**Exercise description**
Render every line of the entries below as a numbered list, omitting any blank lines.

Entries from a pointing dataset
####################
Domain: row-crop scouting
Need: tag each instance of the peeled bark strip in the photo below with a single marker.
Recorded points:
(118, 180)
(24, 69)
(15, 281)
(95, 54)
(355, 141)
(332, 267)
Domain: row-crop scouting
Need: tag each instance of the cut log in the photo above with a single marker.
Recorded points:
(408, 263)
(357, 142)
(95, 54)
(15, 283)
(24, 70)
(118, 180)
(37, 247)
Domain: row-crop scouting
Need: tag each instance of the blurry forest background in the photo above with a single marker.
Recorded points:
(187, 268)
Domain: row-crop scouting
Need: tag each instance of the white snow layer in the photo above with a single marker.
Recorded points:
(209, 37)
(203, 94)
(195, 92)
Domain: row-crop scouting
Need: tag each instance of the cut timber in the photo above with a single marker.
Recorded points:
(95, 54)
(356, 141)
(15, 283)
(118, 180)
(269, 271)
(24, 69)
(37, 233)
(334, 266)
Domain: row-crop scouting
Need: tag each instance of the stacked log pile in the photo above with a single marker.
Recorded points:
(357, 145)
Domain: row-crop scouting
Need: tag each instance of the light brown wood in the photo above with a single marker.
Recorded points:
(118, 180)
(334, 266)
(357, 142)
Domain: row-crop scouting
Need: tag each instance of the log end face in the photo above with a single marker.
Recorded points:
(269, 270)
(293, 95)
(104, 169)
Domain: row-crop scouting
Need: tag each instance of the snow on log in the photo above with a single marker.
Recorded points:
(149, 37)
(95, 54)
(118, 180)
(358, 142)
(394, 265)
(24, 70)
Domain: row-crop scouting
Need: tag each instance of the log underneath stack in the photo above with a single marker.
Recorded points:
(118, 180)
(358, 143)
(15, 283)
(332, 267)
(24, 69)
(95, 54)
####################
**Complete response**
1. Domain: row-crop scouting
2. Need: tag each instance of the peeled bark strip in the photo below with a single marker.
3. Recorded points:
4. (118, 180)
5. (24, 69)
6. (15, 281)
7. (95, 54)
8. (355, 141)
9. (332, 267)
10. Domain: row-crop scouting
11. Need: tag each instance of the cut log in the photo above with a single marker.
12. Recorded points:
13. (408, 263)
14. (357, 142)
15. (95, 54)
16. (15, 283)
17. (24, 70)
18. (118, 180)
19. (37, 247)
20. Domain: row-crop scouting
21. Need: tag each instance of the blurry forest background in the photo above with a single marker.
22. Recorded points:
23. (187, 268)
24. Domain: row-crop scouting
25. Need: tag each instance of the white snow layer in the photo above with a single marker.
26. Recorded points:
27. (209, 37)
28. (203, 94)
29. (195, 92)
30. Domain: row-crop scouting
31. Need: tag each instance of the cut timber in the photo above with a single marker.
32. Recorded points:
33. (95, 54)
34. (356, 141)
35. (15, 283)
36. (118, 180)
37. (269, 271)
38. (24, 69)
39. (37, 233)
40. (334, 266)
41. Domain: row-crop scouting
42. Need: tag each instance of the stacked log pile in the photo above with a single marker.
43. Recorded points:
44. (357, 145)
45. Domain: row-crop scouting
46. Need: tag each instance of the light brown wood in the photo above with a single marker.
47. Recorded points:
48. (118, 180)
49. (334, 266)
50. (357, 142)
51. Domain: row-crop scouting
52. Need: tag each instance of the log end face in the photo above with a single marker.
53. Recorded points:
54. (269, 270)
55. (293, 95)
56. (104, 169)
57. Domain: row-crop scouting
58. Need: tag each instance of the snow on log in the photo above with a single marker.
59. Recorded points:
60. (149, 37)
61. (95, 54)
62. (118, 180)
63. (358, 142)
64. (394, 265)
65. (24, 70)
66. Domain: row-crop scouting
67. Need: tag each instance of the log underneath stack in the photo above with a single marker.
68. Recorded points:
69. (118, 180)
70. (358, 143)
71. (15, 283)
72. (332, 267)
73. (24, 69)
74. (95, 54)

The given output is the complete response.